Two issues that need further work regard movement and mentalities in the latter phases of these places. For the first, the decay of the classical urban cores and of associated monumental zones surely impacted how people communicated within the cities: even with what seems regular or systematic robbing for materials, rubble-strewn areas and dangerous ruins created “no-go” areas, forcing new lanes and tracks to appear. Jacobs does show how sometimes ruins might be leveled and new buildings or streets superimposed, but such efforts appear fewer after the mid sixth century, and many old cities by ca. 600–625 C.E. must have looked shabbier and disfigured (cf. descriptions of Sagalassos [608–9]). One might conjure up images from present-day battle-scarred Libya, Syria, and Palestine to see people “making do” and living in half-ruinous edifices and using other bombed or damaged zones for dumping; it would be valuable to know how "attached" such people remain to their enfeebled cities and how they view the surrounding debris.

### WHAT YOU NEED TO DO
- a) Answer these questions from the passage on decaying late antique cities:
(i) What two issues does it say need further work?
(ii) After what point do efforts to level ruins and build over them appear fewer?
(iii) Descriptions of which city are cited for comparison?
- b) In one to three sentences, explain why the passage on decaying late antique cities says new lanes and tracks had to appear.
- c) Carry on the passage on decaying late antique cities past its final sentence.
The material that comes after this passage is separate from it.

### DATA SECTION
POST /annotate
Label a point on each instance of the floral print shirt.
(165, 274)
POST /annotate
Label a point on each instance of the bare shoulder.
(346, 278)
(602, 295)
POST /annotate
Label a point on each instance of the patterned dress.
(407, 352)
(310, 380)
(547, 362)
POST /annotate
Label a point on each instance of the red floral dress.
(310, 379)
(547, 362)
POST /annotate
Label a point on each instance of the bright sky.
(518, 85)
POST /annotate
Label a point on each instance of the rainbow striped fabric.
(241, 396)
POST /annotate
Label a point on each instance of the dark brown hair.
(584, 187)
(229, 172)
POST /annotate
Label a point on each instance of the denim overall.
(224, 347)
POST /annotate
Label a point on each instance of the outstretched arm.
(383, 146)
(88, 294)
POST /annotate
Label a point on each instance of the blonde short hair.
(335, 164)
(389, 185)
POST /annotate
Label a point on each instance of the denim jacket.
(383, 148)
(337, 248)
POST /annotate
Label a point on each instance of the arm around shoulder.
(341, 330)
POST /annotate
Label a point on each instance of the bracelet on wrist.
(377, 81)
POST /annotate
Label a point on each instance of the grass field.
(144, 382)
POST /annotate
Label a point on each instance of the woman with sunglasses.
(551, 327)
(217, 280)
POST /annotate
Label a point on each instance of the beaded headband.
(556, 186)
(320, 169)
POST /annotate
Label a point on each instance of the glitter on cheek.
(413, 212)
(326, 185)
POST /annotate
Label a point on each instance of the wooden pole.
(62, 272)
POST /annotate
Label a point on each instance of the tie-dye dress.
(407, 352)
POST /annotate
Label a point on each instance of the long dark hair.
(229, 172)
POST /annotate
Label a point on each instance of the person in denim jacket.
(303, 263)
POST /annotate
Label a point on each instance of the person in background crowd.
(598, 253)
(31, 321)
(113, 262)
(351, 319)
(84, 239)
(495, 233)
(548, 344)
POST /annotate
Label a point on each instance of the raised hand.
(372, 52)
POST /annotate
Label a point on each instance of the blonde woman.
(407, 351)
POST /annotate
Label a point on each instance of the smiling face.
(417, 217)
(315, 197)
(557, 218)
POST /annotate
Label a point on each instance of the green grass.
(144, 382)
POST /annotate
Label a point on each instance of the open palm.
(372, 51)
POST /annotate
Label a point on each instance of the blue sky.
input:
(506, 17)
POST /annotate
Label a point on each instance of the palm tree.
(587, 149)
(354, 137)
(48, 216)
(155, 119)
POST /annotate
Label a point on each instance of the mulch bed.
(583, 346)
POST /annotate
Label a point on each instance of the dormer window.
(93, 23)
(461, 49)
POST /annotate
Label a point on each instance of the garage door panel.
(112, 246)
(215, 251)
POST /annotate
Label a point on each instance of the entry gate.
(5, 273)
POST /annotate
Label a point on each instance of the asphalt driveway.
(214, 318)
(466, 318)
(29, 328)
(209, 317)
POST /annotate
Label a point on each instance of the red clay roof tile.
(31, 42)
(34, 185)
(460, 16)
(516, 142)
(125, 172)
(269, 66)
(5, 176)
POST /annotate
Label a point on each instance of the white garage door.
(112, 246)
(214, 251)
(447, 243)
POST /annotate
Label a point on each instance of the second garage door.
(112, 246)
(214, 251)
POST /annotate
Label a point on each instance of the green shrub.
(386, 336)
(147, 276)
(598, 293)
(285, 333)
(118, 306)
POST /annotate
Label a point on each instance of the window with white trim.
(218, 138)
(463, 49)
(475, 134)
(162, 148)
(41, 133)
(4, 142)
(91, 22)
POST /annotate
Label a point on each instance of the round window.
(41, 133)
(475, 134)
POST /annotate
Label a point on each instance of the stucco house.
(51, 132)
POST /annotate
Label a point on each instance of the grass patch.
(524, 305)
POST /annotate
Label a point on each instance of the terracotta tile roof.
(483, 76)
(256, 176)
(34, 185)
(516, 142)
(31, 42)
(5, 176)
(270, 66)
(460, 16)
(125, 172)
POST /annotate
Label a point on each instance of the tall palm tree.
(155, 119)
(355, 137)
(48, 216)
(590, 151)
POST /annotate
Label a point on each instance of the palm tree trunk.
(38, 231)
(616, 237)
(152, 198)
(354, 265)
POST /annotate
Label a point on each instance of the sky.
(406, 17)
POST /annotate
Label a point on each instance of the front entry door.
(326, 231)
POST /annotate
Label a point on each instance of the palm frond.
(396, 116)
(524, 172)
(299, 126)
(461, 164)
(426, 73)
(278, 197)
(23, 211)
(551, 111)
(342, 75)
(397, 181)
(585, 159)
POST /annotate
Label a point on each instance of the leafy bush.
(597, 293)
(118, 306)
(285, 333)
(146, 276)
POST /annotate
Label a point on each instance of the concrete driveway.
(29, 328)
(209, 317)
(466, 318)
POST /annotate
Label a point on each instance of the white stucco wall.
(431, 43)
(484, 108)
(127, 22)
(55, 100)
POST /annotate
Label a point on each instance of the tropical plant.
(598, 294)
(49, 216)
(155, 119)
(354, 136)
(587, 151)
--
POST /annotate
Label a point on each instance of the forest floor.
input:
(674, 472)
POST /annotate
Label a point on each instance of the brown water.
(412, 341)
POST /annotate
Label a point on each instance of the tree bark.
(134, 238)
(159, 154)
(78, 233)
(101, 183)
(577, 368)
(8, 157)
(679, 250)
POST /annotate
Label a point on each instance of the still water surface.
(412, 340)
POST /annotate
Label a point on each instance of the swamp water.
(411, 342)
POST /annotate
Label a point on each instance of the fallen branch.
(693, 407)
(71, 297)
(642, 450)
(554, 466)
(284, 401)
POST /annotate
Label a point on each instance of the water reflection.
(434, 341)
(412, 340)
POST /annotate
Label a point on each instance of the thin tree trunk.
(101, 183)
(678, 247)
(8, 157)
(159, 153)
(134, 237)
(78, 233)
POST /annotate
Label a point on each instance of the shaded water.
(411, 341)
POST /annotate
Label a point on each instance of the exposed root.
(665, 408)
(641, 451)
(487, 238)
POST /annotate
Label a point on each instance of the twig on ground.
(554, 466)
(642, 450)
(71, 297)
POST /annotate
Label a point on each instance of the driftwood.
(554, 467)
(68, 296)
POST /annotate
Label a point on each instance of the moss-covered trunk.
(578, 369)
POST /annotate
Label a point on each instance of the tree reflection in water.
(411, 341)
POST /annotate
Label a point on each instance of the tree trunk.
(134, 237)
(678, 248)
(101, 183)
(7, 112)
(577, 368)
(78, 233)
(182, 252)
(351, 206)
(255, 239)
--
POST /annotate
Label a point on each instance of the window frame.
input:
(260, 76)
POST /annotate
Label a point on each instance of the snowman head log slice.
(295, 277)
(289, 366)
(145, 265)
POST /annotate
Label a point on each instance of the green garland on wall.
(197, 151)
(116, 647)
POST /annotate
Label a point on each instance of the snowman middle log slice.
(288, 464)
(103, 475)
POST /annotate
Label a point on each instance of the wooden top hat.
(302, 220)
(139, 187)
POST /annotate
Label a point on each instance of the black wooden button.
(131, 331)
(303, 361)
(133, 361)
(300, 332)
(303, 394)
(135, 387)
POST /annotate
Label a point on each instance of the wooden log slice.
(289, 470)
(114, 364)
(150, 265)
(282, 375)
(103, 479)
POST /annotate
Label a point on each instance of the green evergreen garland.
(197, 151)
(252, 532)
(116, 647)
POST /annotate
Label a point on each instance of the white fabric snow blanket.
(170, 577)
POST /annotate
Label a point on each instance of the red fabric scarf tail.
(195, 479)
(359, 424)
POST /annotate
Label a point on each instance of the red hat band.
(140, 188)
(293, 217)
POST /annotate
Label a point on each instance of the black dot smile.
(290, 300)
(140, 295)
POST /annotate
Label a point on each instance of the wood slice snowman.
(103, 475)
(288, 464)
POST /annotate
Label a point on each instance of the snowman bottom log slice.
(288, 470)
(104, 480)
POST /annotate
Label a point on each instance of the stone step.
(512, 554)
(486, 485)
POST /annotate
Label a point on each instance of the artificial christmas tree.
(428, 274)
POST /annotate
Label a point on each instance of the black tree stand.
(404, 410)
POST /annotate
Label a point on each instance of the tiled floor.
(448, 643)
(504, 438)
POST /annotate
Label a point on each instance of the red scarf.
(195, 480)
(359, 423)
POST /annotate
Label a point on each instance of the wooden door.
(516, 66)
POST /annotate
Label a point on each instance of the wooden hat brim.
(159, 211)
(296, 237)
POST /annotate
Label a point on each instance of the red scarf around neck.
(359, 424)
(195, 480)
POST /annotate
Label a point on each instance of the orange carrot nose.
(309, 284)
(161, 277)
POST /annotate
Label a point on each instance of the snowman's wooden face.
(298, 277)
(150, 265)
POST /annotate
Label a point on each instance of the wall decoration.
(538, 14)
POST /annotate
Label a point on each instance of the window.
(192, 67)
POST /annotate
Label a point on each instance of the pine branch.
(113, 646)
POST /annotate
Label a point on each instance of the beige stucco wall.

### RESPONSES FOR EACH TASK
- a)
(i) Movement and mentalities in the latter phases of these places.
(ii) After the mid sixth century.
(iii) Sagalassos.

- b) As the classical urban cores and monumental zones decayed, rubble-strewn areas and dangerous ruins became "no-go" areas. People could no longer move through them, so new lanes and tracks appeared.

- c)
As Jacobs observes (677), by 600 C.E., therefore, “the decline of aesthetic maintenance of urban space had already largely been concluded,” and the later Arab takeovers, the shrunken Byzantine world, and damaged economies created reduced, functional places far removed from their Late Antique prime. 

Neil Christie
School of Archaeology & Ancient History
University of Leicester
Leicester LE1 7RH
United Kingdom

Book Review of Aesthetic Maintenance of Civic Space: The Classical City from the 4th to the 7th c. AD, by Ine Jacobs

Reviewed by Neil Christie

American Journal of Archaeology Vol. 118, No. 4 (October 2014)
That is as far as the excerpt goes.